■ **TASK INSTRUCTIONS**
Report every line in the records below that contains the word "layered", copying each such line in full. Letter case counts.
## start PROVIDED RECORDS
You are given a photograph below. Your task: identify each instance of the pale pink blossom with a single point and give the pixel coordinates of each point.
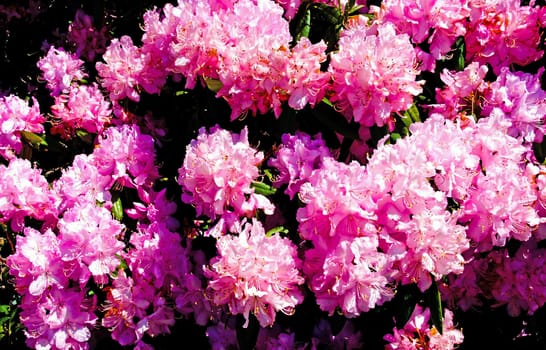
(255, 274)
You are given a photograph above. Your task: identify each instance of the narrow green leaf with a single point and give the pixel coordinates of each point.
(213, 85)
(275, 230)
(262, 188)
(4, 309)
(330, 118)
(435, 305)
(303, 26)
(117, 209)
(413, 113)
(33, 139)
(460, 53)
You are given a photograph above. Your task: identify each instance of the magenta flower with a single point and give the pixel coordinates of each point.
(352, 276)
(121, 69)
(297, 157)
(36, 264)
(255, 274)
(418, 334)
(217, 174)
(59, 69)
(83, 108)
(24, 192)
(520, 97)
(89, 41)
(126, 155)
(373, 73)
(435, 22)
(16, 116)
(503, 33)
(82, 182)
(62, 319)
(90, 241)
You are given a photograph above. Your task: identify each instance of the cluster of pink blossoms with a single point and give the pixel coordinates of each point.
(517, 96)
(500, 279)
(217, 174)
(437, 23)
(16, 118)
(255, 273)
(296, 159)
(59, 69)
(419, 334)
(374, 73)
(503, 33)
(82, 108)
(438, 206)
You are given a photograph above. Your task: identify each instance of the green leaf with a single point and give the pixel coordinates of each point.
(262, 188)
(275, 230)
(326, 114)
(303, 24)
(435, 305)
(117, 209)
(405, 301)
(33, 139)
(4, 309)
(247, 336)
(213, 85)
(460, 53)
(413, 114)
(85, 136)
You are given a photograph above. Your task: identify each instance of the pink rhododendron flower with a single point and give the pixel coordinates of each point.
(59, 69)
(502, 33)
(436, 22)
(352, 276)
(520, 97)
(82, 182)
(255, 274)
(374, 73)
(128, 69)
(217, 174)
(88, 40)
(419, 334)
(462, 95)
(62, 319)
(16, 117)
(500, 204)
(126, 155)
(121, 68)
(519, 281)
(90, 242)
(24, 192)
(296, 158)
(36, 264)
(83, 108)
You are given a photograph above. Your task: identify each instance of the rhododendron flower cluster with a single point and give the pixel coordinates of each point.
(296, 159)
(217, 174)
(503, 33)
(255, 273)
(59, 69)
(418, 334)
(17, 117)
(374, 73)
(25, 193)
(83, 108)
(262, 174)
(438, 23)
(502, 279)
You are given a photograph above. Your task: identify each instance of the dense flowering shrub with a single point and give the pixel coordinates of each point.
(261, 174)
## end PROVIDED RECORDS
## start PROVIDED RECORDS
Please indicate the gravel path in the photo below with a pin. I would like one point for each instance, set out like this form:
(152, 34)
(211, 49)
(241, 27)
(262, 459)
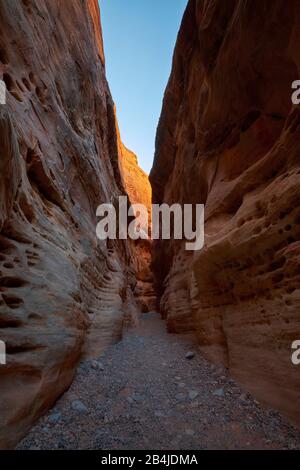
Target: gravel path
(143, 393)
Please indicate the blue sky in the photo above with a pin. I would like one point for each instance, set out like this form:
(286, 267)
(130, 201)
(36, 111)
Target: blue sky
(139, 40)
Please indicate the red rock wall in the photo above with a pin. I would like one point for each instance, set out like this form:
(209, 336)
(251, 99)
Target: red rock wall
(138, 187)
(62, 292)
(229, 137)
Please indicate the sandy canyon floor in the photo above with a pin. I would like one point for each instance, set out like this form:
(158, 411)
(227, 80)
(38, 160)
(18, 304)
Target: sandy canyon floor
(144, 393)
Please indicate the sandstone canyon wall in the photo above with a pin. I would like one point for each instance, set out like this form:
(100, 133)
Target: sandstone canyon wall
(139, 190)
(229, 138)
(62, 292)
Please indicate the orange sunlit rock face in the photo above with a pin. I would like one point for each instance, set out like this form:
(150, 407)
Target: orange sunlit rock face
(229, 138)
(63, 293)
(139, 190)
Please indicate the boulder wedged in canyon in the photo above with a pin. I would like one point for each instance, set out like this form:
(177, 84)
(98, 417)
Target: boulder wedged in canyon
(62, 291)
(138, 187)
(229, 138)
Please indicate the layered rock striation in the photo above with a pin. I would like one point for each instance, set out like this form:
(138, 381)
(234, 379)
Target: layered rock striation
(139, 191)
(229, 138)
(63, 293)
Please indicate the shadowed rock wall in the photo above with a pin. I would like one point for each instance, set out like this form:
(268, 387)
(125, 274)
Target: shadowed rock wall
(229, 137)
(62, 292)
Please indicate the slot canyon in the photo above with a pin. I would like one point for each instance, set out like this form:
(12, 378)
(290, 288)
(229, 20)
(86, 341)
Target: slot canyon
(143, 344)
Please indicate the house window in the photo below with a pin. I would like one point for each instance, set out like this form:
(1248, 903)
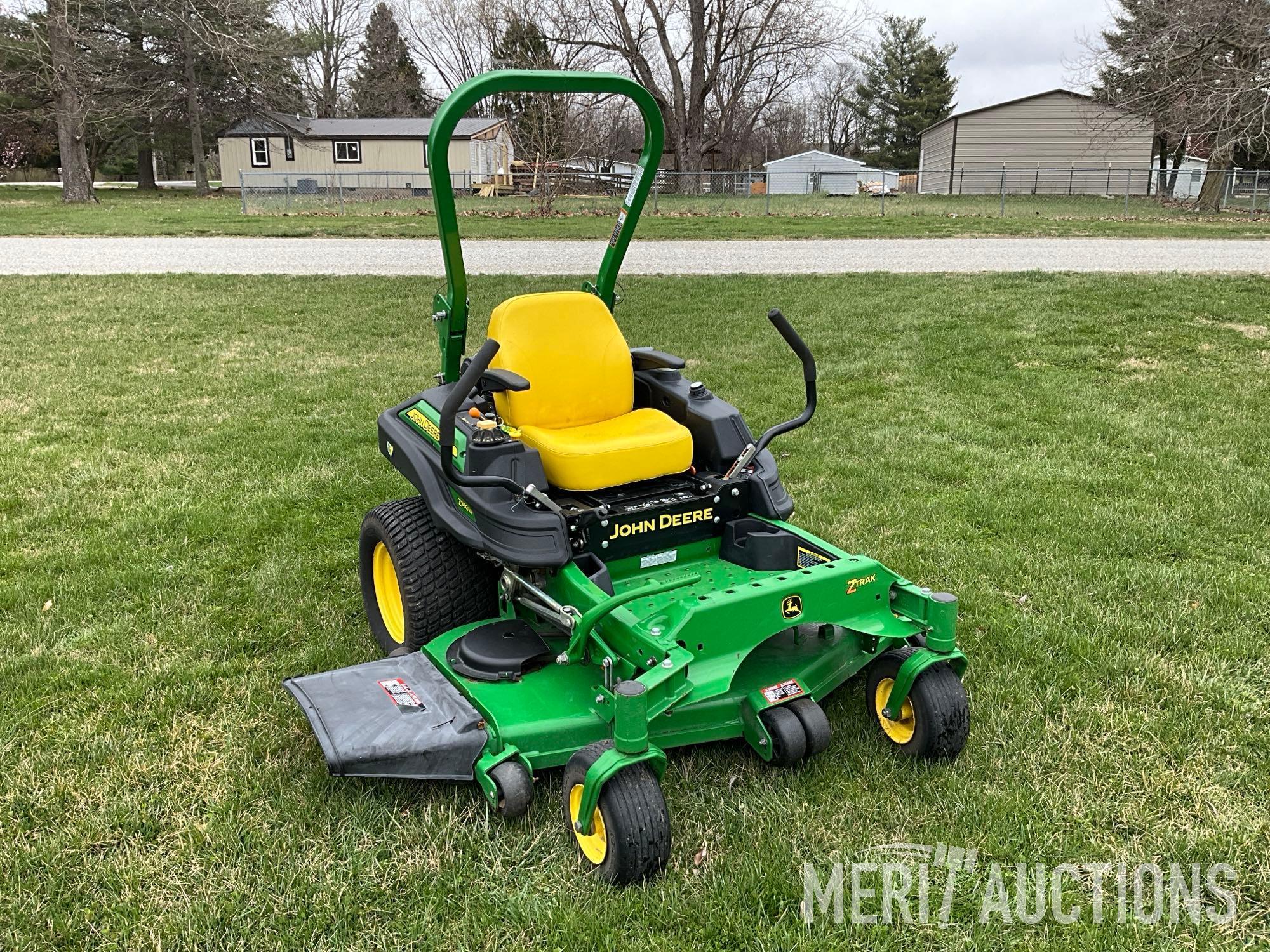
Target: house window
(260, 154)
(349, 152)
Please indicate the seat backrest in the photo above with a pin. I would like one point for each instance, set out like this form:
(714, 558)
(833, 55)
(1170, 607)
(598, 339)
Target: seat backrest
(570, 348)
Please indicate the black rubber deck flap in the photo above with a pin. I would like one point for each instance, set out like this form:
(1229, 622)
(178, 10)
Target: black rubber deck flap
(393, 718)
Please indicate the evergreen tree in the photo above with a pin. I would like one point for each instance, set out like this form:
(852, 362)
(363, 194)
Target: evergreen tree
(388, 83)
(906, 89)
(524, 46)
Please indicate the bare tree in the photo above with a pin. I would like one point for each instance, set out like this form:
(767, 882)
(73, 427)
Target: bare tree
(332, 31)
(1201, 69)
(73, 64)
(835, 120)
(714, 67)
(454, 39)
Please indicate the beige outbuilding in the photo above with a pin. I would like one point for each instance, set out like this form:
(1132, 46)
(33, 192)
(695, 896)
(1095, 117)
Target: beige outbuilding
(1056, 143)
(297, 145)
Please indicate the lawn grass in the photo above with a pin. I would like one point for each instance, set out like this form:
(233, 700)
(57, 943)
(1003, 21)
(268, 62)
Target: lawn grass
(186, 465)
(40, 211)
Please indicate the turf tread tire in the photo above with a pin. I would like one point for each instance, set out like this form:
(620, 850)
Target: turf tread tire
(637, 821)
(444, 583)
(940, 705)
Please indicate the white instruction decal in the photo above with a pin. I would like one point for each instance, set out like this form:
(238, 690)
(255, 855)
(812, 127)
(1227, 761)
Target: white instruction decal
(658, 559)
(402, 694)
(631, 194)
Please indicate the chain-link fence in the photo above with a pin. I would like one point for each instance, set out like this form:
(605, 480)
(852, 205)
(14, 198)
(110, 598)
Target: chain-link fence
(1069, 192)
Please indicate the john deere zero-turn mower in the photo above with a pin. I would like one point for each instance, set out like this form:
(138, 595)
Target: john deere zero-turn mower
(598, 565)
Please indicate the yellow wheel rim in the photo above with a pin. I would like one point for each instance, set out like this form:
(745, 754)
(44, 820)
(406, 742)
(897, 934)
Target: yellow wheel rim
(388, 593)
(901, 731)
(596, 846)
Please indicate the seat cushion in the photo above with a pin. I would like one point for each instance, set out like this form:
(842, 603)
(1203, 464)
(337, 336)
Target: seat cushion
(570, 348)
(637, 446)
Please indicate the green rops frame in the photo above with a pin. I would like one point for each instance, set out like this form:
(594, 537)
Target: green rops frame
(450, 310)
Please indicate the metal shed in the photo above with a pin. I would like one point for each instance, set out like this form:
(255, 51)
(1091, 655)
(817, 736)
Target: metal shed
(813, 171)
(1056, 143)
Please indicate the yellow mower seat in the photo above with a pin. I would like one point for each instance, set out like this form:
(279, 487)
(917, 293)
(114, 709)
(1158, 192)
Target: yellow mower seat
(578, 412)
## end PROVIDED RECORDS
## start PROVIDED RECORDS
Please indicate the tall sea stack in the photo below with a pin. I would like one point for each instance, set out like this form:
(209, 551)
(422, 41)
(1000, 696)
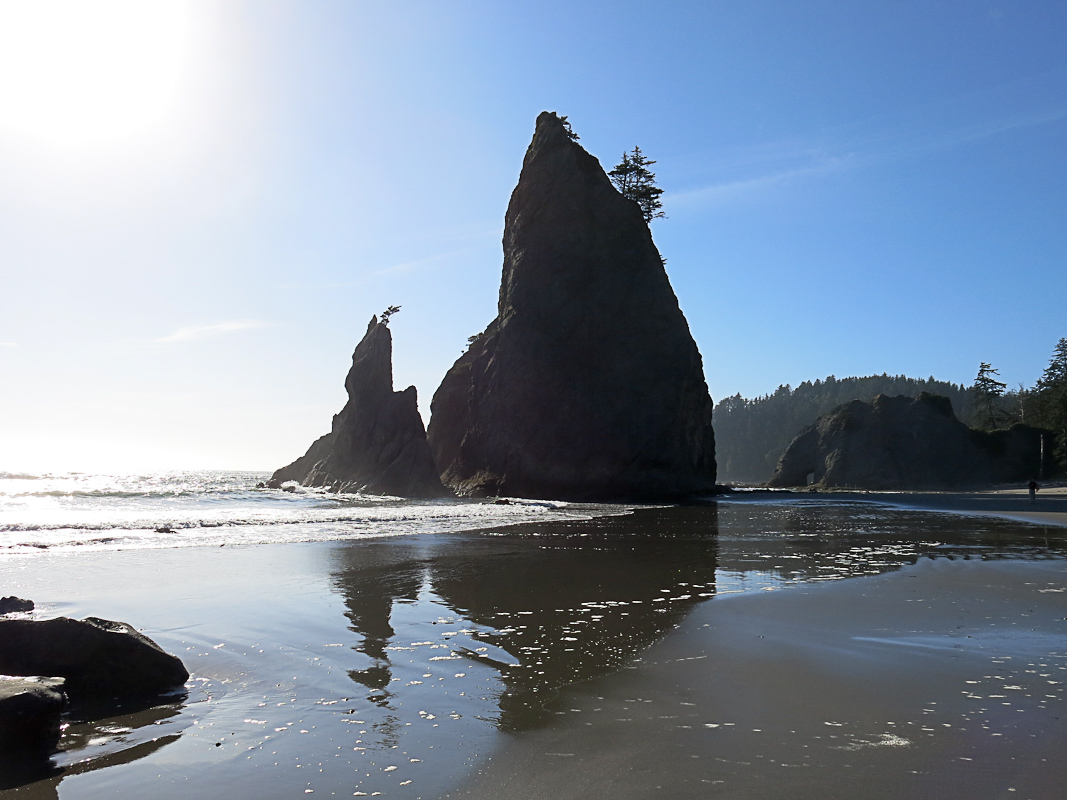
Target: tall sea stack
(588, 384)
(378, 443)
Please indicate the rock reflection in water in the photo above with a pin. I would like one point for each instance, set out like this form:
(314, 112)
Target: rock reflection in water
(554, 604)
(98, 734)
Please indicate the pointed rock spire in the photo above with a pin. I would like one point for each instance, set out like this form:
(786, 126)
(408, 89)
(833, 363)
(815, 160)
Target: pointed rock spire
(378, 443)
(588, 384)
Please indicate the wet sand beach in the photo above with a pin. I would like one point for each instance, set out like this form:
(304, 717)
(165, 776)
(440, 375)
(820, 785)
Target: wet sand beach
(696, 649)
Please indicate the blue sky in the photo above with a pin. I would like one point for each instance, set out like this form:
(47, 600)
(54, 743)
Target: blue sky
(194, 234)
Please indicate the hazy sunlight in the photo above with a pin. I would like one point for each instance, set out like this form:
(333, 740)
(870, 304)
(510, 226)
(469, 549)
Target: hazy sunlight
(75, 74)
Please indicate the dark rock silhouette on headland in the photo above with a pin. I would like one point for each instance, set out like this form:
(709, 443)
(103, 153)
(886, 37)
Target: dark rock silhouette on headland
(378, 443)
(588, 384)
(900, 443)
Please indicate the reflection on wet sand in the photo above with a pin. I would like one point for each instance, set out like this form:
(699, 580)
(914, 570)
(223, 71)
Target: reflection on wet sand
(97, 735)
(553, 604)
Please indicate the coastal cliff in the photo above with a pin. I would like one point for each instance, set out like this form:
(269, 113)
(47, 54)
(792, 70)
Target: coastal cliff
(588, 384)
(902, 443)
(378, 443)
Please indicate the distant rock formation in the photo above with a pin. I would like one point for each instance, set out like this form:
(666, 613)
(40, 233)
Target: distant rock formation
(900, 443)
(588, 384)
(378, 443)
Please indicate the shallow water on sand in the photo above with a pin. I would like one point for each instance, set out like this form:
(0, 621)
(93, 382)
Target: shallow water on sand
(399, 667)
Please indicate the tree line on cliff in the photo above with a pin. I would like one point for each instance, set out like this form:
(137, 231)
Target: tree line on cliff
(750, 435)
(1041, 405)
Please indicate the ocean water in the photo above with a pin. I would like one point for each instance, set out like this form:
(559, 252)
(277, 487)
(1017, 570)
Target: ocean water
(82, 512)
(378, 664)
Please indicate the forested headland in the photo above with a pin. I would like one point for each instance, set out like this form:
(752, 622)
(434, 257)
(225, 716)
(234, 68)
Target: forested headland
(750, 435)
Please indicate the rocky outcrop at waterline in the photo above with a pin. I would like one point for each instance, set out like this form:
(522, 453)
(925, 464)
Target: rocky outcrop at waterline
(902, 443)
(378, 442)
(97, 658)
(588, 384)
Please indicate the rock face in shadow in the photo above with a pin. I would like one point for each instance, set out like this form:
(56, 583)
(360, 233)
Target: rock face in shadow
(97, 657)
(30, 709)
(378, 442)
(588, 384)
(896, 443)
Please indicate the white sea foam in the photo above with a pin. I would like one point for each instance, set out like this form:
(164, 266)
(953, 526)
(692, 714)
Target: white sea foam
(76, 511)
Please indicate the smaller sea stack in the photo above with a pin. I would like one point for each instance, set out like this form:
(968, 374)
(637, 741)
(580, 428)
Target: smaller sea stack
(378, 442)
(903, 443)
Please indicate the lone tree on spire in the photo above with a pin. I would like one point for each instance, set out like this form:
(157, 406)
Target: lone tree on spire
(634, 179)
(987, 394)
## end PROVIDED RECORDS
■ **RESPONSE TO THE EXERCISE**
Please indicate the layered rock striation in the photo above with a pin. I would like one point for each instance, set out like this form:
Target: layered rock striation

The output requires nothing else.